### Exercise text

********

Errachidi says he does not remember details of the night Holdbrooks converted. 
Over the years, he says, he discussed a range of religious topics with guards: 
"I spoke to them about subjects like Father Christmas and Ishac and Ibrahim 
[Isaac and Abraham] and the sacrifice. About Jesus." Holdbrooks recalls that 
when he announced he wanted to embrace Islam, Errachidi warned him that 
converting would be a serious undertaking and, at Guantánamo, a messy affair. 
"He wanted to make sure I knew what I was getting myself into." Holdbrooks 
later told his two roommates about the conversion, and no one else.

But other guards noticed changes in him. They heard detainees calling him 
Mustapha, and saw that Holdbrooks was studying Arabic openly. (At his Phoenix 
apartment, he displays the books he had amassed. They include a leather-bound, 
six-volume set of Muslim sacred texts and "The Complete Idiot's Guide to 
Understanding Islam.") One night his squad leader took him to a yard behind his 
living quarters, where five guards were waiting to stage a kind of 
intervention. "They started yelling at me," he recalls, "asking if I was a 
traitor, if I was switching sides." At one point a squad leader pulled back his 
fist and the two men traded blows, Holdbrooks says.

********

### What to do
a) In the text about Holdbrooks at Guantánamo, how many guards were waiting in the yard behind his living quarters?
b) Rewrite the part of the Holdbrooks text that opens with the words containing "Over the years, he" and closes with "a messy affair.", substituting "soldiers" for "guards".
c) Continue the account of Holdbrooks at Guantánamo after its last sentence.

********

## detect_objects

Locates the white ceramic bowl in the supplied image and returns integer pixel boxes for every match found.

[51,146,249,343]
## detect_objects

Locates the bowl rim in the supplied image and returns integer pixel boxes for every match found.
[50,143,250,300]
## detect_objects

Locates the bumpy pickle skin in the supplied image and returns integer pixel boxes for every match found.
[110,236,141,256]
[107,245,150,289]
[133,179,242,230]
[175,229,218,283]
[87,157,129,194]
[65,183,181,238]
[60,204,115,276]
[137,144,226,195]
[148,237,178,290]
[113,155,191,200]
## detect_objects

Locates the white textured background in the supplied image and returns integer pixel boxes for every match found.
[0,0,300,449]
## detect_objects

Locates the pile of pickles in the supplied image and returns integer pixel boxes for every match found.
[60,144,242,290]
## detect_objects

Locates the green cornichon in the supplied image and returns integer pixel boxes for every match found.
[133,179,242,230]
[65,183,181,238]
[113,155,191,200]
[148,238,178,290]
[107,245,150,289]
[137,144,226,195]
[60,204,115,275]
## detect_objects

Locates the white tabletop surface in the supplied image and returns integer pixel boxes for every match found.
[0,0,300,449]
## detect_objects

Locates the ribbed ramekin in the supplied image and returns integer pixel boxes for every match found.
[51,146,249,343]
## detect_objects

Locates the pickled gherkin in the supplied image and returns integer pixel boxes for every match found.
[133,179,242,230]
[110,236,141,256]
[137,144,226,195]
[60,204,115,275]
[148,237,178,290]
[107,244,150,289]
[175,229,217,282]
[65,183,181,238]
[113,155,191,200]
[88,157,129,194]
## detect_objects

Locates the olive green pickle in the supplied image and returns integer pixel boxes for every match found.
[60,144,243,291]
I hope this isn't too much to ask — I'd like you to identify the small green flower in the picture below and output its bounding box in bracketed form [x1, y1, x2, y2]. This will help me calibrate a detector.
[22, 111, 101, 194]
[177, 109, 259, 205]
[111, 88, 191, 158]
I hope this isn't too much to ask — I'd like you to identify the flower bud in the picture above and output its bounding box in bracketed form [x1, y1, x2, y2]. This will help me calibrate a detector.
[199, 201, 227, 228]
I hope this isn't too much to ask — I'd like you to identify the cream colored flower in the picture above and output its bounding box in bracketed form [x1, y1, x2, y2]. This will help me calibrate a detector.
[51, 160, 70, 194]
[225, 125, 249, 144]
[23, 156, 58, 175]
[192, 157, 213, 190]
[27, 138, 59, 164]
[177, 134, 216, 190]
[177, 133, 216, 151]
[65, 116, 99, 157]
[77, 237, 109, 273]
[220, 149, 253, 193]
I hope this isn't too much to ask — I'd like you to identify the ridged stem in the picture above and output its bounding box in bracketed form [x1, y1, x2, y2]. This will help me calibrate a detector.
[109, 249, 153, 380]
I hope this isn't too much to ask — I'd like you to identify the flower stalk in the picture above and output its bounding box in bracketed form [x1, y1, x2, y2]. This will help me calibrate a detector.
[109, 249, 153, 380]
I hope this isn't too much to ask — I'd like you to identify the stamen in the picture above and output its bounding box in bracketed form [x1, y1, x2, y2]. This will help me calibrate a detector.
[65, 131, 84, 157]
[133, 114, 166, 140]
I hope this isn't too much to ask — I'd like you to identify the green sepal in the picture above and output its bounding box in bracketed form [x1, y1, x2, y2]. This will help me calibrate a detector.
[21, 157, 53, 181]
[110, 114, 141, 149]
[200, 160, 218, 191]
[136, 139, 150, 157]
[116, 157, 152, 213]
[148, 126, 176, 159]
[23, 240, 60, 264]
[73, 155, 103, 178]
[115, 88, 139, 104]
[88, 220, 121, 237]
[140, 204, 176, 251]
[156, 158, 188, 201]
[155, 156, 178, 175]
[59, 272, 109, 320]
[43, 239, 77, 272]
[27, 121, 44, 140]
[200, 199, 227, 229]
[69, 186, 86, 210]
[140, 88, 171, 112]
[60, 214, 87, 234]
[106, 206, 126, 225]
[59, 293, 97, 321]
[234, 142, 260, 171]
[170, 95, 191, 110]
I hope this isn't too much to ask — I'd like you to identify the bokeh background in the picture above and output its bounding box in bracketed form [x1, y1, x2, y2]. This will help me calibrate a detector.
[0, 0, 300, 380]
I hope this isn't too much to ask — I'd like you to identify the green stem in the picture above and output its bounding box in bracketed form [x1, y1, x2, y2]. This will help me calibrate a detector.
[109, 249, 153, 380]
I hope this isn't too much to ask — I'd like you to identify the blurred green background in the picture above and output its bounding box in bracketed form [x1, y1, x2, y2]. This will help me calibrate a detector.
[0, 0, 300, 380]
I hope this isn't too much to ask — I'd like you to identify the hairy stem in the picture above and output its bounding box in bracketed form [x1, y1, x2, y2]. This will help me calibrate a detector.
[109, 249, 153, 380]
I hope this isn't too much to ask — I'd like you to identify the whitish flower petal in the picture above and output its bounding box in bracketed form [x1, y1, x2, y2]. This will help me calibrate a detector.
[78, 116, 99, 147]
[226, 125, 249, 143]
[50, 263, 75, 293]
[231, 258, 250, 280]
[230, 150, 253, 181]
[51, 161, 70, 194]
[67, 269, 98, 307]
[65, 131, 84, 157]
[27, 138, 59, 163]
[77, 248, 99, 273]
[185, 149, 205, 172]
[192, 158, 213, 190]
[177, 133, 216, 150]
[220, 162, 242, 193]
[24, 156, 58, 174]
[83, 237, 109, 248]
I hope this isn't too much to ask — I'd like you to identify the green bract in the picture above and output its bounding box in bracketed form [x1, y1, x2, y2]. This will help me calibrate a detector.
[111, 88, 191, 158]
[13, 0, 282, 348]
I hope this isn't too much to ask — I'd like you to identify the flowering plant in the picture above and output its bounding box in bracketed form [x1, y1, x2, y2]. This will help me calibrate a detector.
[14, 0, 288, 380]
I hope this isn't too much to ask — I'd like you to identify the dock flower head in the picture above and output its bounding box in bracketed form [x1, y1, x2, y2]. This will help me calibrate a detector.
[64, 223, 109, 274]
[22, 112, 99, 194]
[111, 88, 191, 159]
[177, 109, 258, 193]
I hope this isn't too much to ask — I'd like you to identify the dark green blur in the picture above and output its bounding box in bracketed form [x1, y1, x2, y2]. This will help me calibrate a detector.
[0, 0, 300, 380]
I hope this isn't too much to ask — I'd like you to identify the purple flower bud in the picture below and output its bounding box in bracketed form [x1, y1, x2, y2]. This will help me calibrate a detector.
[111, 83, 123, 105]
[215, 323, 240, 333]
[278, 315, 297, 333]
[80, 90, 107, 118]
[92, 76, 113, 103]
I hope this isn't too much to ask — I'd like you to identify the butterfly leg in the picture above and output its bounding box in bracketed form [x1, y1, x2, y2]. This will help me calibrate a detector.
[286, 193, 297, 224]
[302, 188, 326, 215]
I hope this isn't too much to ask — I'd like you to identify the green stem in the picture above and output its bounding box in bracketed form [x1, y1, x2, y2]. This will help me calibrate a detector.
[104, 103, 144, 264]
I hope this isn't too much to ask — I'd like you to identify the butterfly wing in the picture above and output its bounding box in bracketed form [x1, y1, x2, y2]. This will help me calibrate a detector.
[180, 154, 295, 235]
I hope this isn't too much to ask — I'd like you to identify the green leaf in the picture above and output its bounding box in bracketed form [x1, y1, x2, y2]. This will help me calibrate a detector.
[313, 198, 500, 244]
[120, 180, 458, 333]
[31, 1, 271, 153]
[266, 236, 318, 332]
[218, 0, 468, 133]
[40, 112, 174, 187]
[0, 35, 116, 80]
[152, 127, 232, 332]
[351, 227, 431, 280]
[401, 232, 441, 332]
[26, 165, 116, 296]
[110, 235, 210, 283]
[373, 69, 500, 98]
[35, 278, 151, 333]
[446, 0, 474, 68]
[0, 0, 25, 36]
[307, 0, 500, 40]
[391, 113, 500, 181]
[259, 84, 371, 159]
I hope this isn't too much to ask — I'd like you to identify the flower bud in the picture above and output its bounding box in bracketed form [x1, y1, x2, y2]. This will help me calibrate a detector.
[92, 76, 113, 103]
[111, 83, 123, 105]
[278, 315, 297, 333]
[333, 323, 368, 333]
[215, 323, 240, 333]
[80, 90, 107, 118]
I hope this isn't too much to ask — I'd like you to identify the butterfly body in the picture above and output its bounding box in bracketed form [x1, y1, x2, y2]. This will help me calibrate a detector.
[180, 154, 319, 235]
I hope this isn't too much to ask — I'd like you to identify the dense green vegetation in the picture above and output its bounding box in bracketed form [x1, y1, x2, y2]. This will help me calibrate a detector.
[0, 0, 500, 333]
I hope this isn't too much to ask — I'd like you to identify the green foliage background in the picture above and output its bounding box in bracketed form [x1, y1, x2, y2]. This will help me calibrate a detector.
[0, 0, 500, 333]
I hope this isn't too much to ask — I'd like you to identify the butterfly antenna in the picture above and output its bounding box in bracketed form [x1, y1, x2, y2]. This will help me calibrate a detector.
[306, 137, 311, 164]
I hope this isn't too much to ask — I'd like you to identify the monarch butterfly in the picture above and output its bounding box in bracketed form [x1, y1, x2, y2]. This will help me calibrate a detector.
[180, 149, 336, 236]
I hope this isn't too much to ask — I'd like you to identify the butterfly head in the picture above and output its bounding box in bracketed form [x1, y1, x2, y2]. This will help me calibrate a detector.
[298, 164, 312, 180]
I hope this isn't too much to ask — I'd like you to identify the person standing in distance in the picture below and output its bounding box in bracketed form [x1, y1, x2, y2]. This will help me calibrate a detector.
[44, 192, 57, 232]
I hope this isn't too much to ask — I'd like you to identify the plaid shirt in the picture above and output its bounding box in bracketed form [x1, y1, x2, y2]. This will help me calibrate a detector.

********

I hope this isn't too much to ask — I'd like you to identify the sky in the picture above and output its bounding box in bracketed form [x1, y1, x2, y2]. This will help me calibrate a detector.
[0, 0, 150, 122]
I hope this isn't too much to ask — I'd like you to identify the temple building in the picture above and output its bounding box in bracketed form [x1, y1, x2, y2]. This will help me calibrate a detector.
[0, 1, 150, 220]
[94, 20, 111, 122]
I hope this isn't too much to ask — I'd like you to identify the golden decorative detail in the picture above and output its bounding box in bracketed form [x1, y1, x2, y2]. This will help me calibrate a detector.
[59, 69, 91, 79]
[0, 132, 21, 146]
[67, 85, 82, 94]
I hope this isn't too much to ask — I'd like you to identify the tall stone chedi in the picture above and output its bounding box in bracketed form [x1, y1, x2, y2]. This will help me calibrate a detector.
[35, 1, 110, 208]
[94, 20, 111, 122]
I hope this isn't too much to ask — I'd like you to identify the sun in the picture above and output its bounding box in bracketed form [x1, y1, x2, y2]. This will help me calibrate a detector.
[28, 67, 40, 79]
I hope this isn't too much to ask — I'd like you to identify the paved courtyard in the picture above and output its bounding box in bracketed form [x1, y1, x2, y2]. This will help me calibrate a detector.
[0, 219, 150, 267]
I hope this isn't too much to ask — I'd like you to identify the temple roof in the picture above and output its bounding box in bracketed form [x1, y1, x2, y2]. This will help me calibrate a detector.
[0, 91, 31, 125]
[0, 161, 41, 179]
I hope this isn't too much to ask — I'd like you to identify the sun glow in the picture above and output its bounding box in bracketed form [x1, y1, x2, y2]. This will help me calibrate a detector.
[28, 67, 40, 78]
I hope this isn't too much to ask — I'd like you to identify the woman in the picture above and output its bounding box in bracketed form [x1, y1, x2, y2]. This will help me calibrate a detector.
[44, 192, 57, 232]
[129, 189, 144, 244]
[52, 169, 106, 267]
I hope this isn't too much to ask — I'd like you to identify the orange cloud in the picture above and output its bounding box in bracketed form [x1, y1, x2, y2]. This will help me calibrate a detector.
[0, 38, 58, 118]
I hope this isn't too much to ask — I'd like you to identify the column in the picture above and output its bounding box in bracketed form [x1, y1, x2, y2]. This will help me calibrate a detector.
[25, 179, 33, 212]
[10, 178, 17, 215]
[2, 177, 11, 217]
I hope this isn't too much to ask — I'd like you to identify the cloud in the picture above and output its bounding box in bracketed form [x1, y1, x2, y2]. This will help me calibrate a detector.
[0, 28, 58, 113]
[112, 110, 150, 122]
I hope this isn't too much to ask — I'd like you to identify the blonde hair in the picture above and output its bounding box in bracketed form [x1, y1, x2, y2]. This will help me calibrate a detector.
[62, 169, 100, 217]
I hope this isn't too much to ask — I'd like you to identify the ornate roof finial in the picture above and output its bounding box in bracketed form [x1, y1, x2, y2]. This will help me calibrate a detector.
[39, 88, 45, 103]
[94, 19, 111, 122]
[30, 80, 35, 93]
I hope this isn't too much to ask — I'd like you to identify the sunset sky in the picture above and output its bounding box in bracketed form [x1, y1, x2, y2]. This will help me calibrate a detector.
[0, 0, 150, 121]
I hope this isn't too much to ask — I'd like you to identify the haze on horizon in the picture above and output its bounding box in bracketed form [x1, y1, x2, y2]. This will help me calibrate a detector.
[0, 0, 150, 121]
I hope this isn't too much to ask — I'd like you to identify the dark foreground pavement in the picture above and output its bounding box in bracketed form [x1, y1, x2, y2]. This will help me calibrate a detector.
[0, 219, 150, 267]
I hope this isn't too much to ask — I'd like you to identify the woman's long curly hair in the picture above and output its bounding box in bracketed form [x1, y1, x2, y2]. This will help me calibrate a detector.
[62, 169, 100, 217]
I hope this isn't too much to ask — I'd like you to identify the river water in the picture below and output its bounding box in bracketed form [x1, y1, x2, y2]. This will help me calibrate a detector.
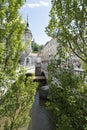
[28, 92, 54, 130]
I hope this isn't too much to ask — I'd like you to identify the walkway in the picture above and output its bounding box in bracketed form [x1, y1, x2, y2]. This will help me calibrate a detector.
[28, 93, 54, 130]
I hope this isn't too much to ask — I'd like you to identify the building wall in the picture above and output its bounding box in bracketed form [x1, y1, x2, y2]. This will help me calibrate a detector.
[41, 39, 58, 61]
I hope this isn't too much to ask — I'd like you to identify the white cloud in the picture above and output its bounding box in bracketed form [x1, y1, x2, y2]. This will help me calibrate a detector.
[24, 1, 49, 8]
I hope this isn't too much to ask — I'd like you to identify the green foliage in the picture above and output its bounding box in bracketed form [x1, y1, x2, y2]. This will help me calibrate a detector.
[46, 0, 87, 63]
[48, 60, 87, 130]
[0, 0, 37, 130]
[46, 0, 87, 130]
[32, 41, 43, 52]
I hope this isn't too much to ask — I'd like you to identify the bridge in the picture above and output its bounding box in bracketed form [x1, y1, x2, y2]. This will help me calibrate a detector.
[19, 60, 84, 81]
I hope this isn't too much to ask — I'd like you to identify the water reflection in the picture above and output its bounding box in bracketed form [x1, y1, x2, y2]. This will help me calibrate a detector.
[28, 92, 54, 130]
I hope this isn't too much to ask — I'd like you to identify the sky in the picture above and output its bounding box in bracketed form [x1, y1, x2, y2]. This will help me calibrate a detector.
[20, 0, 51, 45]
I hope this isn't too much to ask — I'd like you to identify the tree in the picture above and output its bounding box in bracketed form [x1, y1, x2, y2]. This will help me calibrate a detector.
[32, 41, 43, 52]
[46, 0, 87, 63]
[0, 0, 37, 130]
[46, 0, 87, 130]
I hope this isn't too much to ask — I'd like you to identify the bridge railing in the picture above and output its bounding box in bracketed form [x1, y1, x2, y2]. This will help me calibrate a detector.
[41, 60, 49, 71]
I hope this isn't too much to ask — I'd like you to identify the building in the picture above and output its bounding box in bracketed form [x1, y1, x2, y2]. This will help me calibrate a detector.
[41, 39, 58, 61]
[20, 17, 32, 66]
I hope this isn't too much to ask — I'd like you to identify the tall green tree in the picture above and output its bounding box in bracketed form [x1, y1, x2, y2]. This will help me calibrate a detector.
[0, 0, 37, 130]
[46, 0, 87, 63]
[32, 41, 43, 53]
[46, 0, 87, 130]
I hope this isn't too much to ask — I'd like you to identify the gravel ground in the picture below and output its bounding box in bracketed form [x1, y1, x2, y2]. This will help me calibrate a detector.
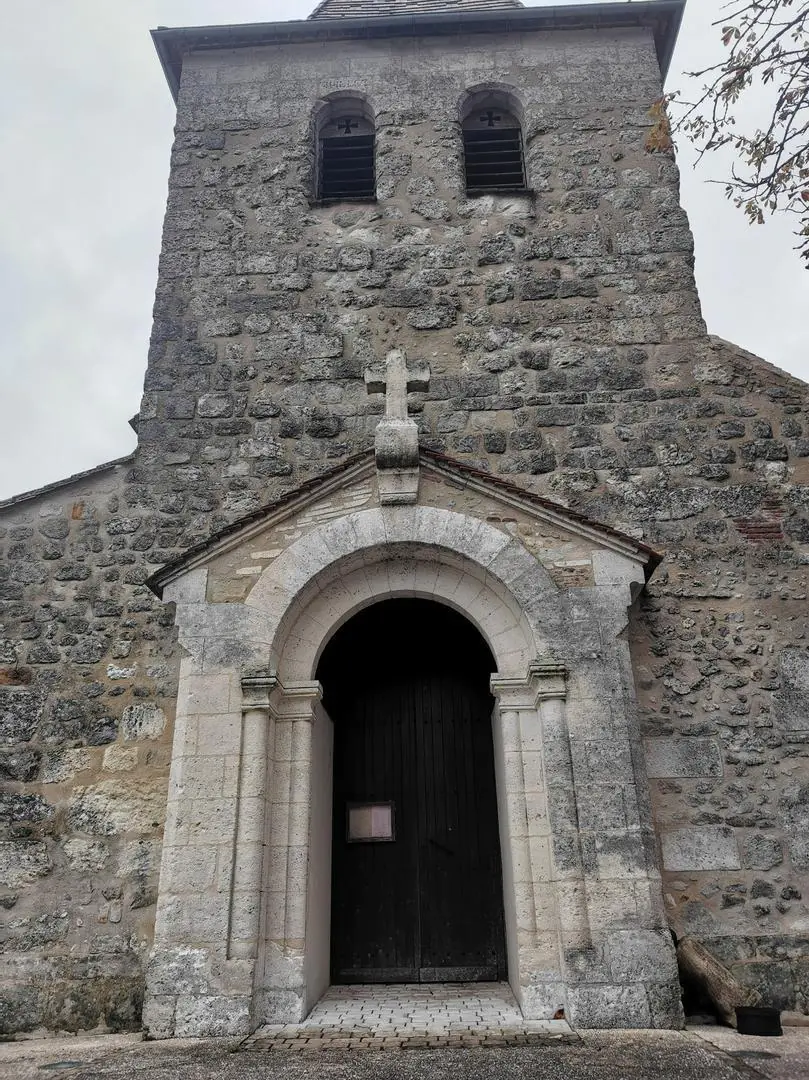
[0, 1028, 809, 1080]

********

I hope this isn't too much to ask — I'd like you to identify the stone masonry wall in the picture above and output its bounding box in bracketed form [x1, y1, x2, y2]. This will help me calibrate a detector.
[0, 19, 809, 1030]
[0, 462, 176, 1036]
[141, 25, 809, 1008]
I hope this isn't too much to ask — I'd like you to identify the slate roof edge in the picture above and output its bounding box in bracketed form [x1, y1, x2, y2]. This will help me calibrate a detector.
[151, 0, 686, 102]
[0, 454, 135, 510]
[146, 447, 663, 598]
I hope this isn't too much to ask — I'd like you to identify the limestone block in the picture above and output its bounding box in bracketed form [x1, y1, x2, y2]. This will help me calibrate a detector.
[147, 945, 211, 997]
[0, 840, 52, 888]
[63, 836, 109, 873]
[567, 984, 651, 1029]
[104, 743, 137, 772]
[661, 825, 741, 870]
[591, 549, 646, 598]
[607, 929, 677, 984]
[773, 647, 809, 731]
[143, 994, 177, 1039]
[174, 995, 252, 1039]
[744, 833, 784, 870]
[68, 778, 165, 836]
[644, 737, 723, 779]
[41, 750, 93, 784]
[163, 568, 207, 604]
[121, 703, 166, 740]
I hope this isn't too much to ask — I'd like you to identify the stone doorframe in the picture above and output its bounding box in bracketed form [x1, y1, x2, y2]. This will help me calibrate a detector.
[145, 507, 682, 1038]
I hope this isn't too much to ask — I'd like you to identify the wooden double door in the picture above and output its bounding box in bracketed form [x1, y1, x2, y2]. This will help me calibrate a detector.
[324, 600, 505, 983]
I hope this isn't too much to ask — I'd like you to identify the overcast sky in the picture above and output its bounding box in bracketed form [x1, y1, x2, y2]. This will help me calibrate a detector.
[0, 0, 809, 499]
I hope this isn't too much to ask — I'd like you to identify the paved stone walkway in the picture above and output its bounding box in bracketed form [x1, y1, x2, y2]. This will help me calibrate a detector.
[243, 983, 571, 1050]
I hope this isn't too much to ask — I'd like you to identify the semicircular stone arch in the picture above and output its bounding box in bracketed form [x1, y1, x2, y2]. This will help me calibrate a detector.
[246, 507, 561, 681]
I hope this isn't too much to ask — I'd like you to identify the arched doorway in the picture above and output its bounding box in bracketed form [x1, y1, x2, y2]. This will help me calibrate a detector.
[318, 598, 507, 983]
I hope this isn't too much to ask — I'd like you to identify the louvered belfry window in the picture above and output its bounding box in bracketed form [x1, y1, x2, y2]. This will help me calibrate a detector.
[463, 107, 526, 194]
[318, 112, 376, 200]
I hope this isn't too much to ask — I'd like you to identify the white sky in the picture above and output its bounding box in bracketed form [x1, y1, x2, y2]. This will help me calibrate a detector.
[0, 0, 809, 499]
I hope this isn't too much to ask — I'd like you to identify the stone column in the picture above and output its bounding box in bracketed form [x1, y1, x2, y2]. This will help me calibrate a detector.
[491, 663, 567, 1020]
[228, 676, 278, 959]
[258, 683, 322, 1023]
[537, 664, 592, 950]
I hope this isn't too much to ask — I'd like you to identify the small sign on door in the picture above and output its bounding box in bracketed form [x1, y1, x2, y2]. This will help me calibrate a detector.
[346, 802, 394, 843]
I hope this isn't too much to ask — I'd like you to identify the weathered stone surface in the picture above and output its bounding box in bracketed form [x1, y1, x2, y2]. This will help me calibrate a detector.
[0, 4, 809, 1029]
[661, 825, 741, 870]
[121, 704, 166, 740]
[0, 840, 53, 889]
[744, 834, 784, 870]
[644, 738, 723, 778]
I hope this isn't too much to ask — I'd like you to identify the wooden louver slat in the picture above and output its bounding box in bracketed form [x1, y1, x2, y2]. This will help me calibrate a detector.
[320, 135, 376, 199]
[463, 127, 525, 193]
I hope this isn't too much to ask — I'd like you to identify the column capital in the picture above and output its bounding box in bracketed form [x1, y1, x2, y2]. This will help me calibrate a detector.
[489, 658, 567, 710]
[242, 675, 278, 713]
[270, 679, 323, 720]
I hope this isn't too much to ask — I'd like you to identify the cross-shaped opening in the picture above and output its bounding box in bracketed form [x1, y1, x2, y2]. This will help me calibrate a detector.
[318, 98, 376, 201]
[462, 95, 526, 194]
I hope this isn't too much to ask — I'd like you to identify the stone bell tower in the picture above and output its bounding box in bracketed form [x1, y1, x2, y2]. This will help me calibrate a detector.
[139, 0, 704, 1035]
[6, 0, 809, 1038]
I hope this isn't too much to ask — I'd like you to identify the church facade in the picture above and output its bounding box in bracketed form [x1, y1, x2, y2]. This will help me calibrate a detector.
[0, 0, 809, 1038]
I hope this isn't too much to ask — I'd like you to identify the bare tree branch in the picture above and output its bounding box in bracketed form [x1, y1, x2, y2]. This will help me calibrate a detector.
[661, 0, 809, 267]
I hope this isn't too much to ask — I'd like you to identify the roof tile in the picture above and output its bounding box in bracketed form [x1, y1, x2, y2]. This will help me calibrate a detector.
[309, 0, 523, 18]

********

### Answers for this exercise
a) Five guards were waiting there.

b)
Over the years, he says, he discussed a range of religious topics with soldiers: 
"I spoke to them about subjects like Father Christmas and Ishac and Ibrahim 
[Isaac and Abraham] and the sacrifice. About Jesus." Holdbrooks recalls that 
when he announced he wanted to embrace Islam, Errachidi warned him that 
converting would be a serious undertaking and, at Guantánamo, a messy affair.

c)
Holdbrooks spent the rest of his time at Guantánamo mainly keeping to himself, 
and nobody bothered him further. Another Muslim who served there around the 
same time had a different experience. Capt. James Yee, a Gitmo chaplain for 
much of 2003, was arrested in September of that year on suspicion of aiding the 
enemy and other crimes—charges that were eventually dropped. Yee had become a 
Muslim years earlier. He says the Muslims on staff at Gitmo—mainly 
translators—often felt beleaguered. "There was an overall atmosphere by the 
command to vilify Islam." (Commander Gordon's response: "We strongly disagree 
with the assertions made by Chaplain Yee").

At Holdbrooks's next station, in Fort Leonard Wood, Mo., he says things began 
to unravel. The only place to kill time within miles of the base was a Wal-Mart 
and two strip clubs—Big Daddy's and Big Louie's. "I've never been a fan of 
strip clubs, so I hung out at Wal-Mart," he says. Within months, Holdbrooks was 
released from the military—two years before the end of his commitment. The Army 
gave him an honorable discharge with no explanation, but the events at Gitmo 
seemed to loom over the decision. The Army said it would not comment on the 
matter.

Back in Phoenix, Holdbrooks returned to drinking, in part to suppress what he 
describes as the anger that consumed him. (Neely, the other ex-guard who spoke 
to NEWSWEEK, said Guantánamo had made him so depressed he spent up to $60 a day 
on alcohol during a monthlong leave from the detention center in 2002.)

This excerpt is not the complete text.